▸ **Work instruction**:
Nothing is needed except the lines below that run from the one with "Target: wavy hair" through the one with "Target: bare shoulder", repeated exactly.

[Region pointing data]
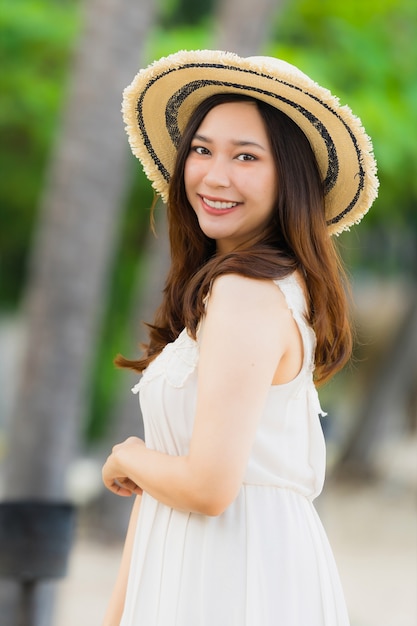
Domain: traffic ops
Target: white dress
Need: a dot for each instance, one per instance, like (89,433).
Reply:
(266,560)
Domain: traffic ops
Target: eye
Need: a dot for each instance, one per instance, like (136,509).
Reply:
(200,150)
(246,157)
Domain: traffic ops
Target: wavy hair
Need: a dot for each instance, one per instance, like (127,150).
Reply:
(296,237)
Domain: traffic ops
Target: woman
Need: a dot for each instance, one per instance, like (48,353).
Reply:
(259,166)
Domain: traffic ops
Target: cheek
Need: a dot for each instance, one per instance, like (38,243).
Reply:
(191,174)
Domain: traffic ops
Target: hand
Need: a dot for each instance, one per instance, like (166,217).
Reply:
(113,473)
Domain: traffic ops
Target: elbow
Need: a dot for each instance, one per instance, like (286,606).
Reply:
(213,502)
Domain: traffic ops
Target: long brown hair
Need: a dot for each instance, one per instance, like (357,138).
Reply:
(296,237)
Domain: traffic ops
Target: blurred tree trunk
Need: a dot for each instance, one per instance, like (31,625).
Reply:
(244,26)
(111,513)
(72,256)
(389,402)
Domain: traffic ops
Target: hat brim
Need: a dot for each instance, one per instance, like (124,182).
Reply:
(160,100)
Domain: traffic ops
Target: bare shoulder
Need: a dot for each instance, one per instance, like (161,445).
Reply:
(247,303)
(234,290)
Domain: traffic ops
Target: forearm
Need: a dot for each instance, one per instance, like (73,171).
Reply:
(116,603)
(166,478)
(194,483)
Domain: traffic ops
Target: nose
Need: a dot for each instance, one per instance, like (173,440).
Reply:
(217,173)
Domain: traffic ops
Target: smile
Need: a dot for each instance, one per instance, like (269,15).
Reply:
(219,205)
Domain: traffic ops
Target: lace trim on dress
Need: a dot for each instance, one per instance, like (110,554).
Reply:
(176,362)
(296,303)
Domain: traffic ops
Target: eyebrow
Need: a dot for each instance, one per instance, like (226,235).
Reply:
(239,143)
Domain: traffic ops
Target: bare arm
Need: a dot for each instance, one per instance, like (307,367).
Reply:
(117,599)
(247,332)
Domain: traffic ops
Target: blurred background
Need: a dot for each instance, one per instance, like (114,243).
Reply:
(80,270)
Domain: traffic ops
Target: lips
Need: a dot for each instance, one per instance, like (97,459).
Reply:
(219,205)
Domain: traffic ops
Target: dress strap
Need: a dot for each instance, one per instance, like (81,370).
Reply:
(296,302)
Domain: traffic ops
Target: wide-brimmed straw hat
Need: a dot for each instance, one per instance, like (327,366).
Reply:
(160,100)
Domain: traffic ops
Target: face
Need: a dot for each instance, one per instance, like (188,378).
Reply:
(230,176)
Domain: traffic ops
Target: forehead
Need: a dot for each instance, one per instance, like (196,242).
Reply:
(234,117)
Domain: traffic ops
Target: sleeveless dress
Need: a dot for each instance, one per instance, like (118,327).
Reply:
(266,560)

▸ **Answer box**:
Target: wavy hair
Need: a dot for each instance, one per instance, like (127,150).
Reply:
(296,237)
Domain: traffic ops
Target: woman
Need: a dot for each instance, one per instance, like (48,353).
Reply:
(259,166)
Domain: traffic ops
Target: cheek
Need: a dot for each instance, one per instance, like (38,243).
Reply:
(191,174)
Domain: traffic ops
Target: hand
Need: a dot for each instance, one per instance, like (166,217).
Reply:
(113,473)
Domain: traffic ops
Target: elbow
Need: a dot for each instance, one per instance, like (286,606).
Reply:
(213,502)
Domain: traffic ops
Target: long brown hair
Need: a dot for each instance, one per instance, like (357,138).
Reply:
(296,237)
Domain: traffic ops
Target: blurred tree trunk
Need: a dot for each instance, one per instance, like (31,625).
Reply:
(244,26)
(111,513)
(72,256)
(389,402)
Domain: traffic ops
Target: hat brim
Need: a dot for each instance, one per instance, like (124,182).
Reply:
(160,100)
Domain: traffic ops
Target: bare shoulder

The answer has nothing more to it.